Serotonin and how to increase happiness

Reading Time: 2 minutes Have you ever thought about how the neurochemistry of your brain relates to your emotions? Serotonin, a brain chemical normally associated with happiness, joy and laughter is a perfect example of such neurochemistry.

A digital rendering of a serotonin bottle.Reading Time: 2 minutes

The brain is an organ of vital importance because its neurological and chemical elements make it possible to carry out all varieties of physical and mental activities.


Within the brain lie neurotransmitters, also known as the “body’s chemical messengers,” according to the University of Queensland. Furthermore, according to Daniel Kondziella, a neurologist for Copenhagen University Hospital, among the most notable of the brain’s neurotransmitters is serotonin. 

Serotonin is dubbed the “feel-good hormone [because of its] role in staving off anxiety and depression,” claims Henry Ford Health. Serotonin is part of the pleasure system in conjunction with dopamine and sometimes adrenaline or noradrenaline, resulting in cheerful feelings with high levels of satisfaction when it is released into your body. 

Increasing serotonin

Fortunately, there are many methods through which people may improve serotonin flow throughout the brain. Although some methods necessitate medication, there are many natural ways by which individuals can also help themselves feel happier. For example, Cassandra Vazquez, a UVU student majoring in English and literature, mentioned that she likes going to the gymnasium because she likes the feeling of happiness after her workout. 

Additionally, Stephanie Watson, the executive editor of “Harvard Women’s Health Watch,” published an article detailing methods by which individuals may be able to increase serotonin levels in their bodies. Listed below are some of her recommendations:

1. Engaging in sports or relaxation activities. When exercising, “your body releases more tryptophan, the amino acid your brain uses to make serotonin. This boost in serotonin … is why many people get that feeling of euphoria known as a ‘runner’s high’ after an intense workout.”

2. Exposure to the sun or bright light. “Light therapy is one of the main treatments recommended for seasonal affective disorder (SAD), the winter blues that may be triggered by a drop in serotonin levels,” Watson explained.

3. Change your diet. “One way to sneak more tryptophan into your brain is to get it from complex carbohydrate sources, such as vegetables, fruits, legumes, and whole grains. When you eat these carbs, your body produces insulin, which helps your muscles pull in more amino acids, giving tryptophan a better chance at reaching your brain,” Watson recommended. 

By following some of these recommendations, you may notice an increase in serotonin and happiness in your life. Keep in mind, however, that the recommendations given here do not rule out the importance of adhering to medical and psychiatric treatment plans. In cases of severe sadness, intolerable stress, or a persistent desire for social isolation, individuals are recommended to reach out to medical professionals for more advanced treatment.

EXTRACTED INFORMATION |
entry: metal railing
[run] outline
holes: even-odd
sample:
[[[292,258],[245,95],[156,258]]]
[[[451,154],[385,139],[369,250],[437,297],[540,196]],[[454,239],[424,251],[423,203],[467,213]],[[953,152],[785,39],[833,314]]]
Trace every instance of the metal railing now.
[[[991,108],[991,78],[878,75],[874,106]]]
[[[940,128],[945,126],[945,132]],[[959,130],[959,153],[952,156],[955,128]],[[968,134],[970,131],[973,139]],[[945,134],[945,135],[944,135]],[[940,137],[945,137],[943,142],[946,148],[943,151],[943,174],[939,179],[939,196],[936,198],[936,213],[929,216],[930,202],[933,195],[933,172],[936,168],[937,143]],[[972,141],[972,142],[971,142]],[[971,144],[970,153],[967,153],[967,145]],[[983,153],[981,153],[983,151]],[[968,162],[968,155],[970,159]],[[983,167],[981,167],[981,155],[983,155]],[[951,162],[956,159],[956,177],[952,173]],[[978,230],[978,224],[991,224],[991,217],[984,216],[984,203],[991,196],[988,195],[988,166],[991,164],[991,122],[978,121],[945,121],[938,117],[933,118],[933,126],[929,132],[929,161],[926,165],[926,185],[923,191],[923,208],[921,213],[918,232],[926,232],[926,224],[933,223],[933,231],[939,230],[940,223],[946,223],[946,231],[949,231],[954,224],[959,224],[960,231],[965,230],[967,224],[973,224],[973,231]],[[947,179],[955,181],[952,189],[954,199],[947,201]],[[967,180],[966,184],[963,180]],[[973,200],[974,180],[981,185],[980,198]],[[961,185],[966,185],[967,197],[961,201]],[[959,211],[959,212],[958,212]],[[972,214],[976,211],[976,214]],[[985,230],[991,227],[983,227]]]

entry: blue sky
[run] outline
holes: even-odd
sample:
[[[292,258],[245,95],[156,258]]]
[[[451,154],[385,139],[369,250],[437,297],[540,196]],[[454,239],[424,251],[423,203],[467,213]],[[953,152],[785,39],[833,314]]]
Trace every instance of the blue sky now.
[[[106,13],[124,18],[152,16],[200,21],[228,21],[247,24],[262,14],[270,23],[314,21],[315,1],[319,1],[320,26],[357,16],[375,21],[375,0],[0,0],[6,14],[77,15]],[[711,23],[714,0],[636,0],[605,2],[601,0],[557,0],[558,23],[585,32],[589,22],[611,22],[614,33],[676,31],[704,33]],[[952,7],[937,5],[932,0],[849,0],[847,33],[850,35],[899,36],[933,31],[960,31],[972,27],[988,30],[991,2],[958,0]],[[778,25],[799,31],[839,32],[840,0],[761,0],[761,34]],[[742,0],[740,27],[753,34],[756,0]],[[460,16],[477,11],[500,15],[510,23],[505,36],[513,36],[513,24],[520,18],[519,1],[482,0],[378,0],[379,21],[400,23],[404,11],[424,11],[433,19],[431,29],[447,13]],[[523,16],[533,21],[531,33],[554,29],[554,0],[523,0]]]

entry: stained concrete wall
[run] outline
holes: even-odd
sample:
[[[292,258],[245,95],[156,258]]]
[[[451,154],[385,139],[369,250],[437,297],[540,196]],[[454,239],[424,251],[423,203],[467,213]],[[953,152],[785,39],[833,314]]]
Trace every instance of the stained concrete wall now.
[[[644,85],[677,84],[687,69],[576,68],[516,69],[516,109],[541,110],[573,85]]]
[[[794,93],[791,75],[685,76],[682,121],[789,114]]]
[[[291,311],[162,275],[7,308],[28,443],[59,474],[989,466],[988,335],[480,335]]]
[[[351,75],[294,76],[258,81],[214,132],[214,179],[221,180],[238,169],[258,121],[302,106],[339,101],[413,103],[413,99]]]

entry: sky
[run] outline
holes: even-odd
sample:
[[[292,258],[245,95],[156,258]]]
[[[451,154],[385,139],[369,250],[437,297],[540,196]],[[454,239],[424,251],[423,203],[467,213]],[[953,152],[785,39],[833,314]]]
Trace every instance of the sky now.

PROBLEM TO WORK ON |
Write out the serotonin article from "Serotonin is dubbed" up to and including "into your body.". The items come from a different source than the serotonin article.

EXERCISE RESPONSE |
Serotonin is dubbed the “feel-good hormone [because of its] role in staving off anxiety and depression,” claims Henry Ford Health. Serotonin is part of the pleasure system in conjunction with dopamine and sometimes adrenaline or noradrenaline, resulting in cheerful feelings with high levels of satisfaction when it is released into your body.